Written request – Render the material below as a JSON list of strings, with one string for each line and any blank lines omitted.

Records for processing –
= = =

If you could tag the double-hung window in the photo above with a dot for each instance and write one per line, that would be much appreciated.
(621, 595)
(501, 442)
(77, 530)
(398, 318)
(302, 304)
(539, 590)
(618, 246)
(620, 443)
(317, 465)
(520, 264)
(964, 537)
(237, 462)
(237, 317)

= = =

Written answer –
[
  "If you could tag the double-hung window in the photo above with a dot for each instance and write one per line, that would be much appreciated.",
  "(621, 595)",
  "(501, 442)",
  "(77, 530)",
  "(398, 318)",
  "(302, 304)",
  "(539, 590)",
  "(618, 246)",
  "(620, 443)",
  "(317, 465)",
  "(520, 264)",
  "(964, 537)",
  "(237, 462)",
  "(237, 317)"
]